= EXTRACTED TEXT =

*-*-*

12 September 2012

New Agent Orange Exposure Studies Requested

In addition to the request filed with the US Army's Directorate for Risk Assessment , similar applications have been filed for investigations by the National Industrial Occupational Health Administration (part of the CDC) and an independent scientific agency, the Toxicology Excellence for Risk Assessment (TERA). TERA has been asked to evaluate the USAF report on C-123 contamination and its relevance to aircrew exposure to Agent Orange. Our veterans can only hope that TERA accepts this challenging responsibility!

The Army Directorate for Risk Assessment earlier published the famous TG312, the technical guide to assessment of worker contaminants exposure. TG312 has been cited by the Agency for Toxic Substances and Disease Registry in their letter confirming the likely exposure of aircrews and maintenance personnel assigned to the C-123 to dioxin remaining from the aircraft's Vietnam War missions. Further, TG312 was cited by each of the university-based experts who weighed in to support the veterans' claims of having been exposed to the deadly herbicide. Such experts have further claimed that C-123 aircrews (1970 to 1980) were even more severely exposed than nearly all Vietnam War veterans!

Davis-Monthan DAF Employees in Required C-123 HAZMAT Protection
The VA and USAF have disagreed. Faced with the alternative of admitting that they'd sold these dioxin-contaminated aircraft to Walt Disney for movies, and to Thailand and South Vietnam for their militaries, the USAF took a middle-of-the-road approach in their evaluation of the C-123 risks, opining that they could not confirm or deny exposure, but then somehow concluded that aircrew exposure was "unlikely." Of course, having destroyed all the contaminated aircraft in 2010, they've made their limpid position difficult to challenge. All the aircraft were very quietly destroyed on order of the Air Force Material Command and approved by the Air Staff...that is, all were destroyed except for the souvenirs kept by the inspectors themselves (who certified the complete destruction of the airplanes...so destruction complete except for their private, personal and improperly kept souvenirs?)

*-*-*

Stored records
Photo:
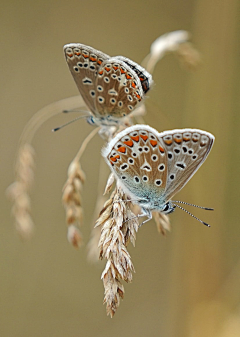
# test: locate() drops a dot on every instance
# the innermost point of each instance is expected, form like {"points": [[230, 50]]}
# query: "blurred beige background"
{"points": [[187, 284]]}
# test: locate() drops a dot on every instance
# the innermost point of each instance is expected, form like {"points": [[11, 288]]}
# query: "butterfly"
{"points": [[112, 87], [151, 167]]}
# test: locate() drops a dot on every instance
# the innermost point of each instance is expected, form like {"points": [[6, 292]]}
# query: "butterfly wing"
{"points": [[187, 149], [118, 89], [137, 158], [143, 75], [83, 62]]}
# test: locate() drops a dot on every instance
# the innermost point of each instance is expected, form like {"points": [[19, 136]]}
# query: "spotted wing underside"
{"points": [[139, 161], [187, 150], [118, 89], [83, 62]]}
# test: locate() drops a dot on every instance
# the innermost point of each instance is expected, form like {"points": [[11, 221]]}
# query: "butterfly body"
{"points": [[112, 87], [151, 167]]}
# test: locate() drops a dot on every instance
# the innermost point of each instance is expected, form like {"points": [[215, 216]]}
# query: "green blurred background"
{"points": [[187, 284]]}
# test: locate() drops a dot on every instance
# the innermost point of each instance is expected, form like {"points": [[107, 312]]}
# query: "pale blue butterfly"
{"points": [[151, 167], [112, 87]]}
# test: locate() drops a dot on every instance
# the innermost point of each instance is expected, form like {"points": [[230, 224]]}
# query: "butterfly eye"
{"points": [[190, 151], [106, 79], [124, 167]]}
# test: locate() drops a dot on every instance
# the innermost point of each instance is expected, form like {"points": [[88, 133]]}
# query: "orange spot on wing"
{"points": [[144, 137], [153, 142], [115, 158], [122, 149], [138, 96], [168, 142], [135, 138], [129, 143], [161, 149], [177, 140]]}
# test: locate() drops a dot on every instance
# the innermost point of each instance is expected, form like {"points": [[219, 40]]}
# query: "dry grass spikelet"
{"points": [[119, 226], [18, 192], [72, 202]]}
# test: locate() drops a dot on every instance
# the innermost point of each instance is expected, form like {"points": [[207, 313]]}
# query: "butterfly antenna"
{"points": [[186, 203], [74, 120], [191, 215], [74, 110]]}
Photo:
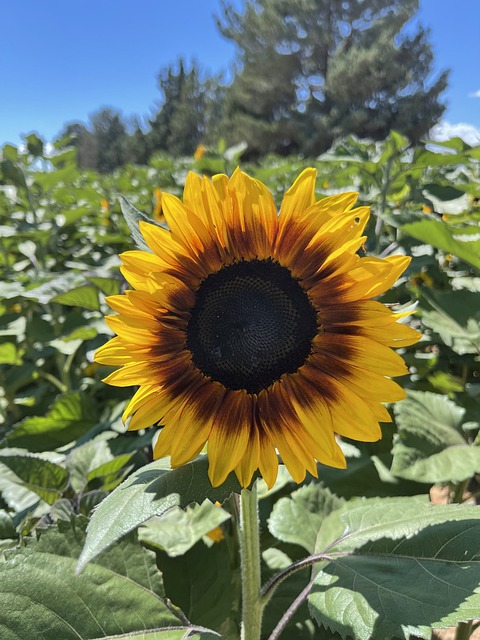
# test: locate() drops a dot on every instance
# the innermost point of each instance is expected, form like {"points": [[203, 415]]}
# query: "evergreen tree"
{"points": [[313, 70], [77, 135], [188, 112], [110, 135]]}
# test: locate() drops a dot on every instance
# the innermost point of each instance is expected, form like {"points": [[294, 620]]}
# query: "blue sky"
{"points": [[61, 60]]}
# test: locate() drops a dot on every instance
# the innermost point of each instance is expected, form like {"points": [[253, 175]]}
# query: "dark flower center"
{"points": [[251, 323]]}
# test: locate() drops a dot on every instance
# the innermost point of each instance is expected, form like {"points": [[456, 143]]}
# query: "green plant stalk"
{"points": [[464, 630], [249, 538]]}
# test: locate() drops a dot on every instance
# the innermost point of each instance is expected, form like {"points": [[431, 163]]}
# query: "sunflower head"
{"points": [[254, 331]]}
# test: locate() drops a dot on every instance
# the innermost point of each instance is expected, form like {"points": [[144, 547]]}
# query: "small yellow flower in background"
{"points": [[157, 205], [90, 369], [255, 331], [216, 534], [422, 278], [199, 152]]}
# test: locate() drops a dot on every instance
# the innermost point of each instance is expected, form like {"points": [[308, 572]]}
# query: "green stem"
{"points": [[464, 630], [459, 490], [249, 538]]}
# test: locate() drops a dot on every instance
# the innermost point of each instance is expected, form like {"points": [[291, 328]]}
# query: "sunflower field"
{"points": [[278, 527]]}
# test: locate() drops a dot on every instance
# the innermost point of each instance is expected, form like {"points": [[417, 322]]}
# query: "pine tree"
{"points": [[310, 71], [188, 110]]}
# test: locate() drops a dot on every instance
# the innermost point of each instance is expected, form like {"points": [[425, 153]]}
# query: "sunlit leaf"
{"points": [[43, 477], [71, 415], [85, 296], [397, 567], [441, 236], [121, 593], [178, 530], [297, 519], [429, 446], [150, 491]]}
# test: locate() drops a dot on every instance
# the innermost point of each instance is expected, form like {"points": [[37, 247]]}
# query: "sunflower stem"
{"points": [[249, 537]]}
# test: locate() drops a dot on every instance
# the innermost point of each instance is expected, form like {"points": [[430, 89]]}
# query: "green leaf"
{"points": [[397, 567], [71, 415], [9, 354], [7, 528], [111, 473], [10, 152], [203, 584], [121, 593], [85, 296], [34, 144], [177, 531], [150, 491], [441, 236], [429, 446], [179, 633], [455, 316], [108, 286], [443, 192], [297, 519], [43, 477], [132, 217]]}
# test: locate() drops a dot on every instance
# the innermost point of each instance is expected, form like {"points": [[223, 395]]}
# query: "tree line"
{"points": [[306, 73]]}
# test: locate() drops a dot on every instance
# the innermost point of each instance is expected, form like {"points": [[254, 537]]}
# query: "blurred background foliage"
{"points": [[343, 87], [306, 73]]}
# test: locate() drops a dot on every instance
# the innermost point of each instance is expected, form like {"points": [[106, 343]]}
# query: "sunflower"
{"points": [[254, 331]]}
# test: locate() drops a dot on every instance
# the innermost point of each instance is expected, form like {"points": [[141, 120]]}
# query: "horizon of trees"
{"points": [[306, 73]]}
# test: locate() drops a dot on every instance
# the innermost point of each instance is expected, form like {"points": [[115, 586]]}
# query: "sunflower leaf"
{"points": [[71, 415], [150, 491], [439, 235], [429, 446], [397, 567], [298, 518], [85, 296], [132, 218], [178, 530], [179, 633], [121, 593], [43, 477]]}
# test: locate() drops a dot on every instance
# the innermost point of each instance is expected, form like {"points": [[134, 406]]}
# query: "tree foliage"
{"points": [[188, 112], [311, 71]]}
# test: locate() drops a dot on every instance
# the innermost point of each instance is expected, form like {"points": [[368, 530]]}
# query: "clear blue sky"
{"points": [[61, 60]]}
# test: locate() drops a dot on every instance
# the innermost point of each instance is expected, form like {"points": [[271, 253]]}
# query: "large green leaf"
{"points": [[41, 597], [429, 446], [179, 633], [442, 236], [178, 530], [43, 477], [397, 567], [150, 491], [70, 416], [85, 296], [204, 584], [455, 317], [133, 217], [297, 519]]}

*-*-*

= BRIEF A =
According to the article on C-123 Agent Orange exposure, who bought the dioxin-contaminated aircraft from the USAF? List each buyer.
= BRIEF B =
Continue the article on C-123 Agent Orange exposure from its last sentence.

= ANSWER SECTION A =
Walt Disney, Thailand, South Vietnam

= ANSWER SECTION B =
The VA, faced with the costs of providing medical care for the exposed veterans, quickly prepared their opinion denying veterans' exposure, and did so in the face of toxicology tests completed by the Air Force's Armstrong Labs in which the airplanes were tested as "heavily contaminated" and about which the USAF scientists testified were "a danger to public health." The VA even challenged the industry-standard method by which the Air Force tests were conducted, and concluded the aircraft were not contaminated "enough" to affect veterans' health. This position staggered professional toxicologists - was the VA suggesting a threshold of dioxin exposure, or describing a situation where workers could perform their duties in a dioxin-contaminated aircraft and somehow not be exposed?? Is VA unaware of decisions that NO LEVEL OF DIOXIN is considered "safe" - decisions reached by the National Institute of Environmental Health Sciences (NIEHS) as well as the US Environmental Protection Agency?

Any such "ignorance" seems highly unlikely since these agencies' documents were cited by both the AF and the VA! Any attempt to now claim that the C-123 didn't have enough dioxin to potentially cause harm to aircrews is clearly an equivocation - an attempt to worm their way out of having to care for our veterans' Agent Orange-caused illnesses!

Why can't we get Senator Gillibrand to stand up for us as has Senator Burr?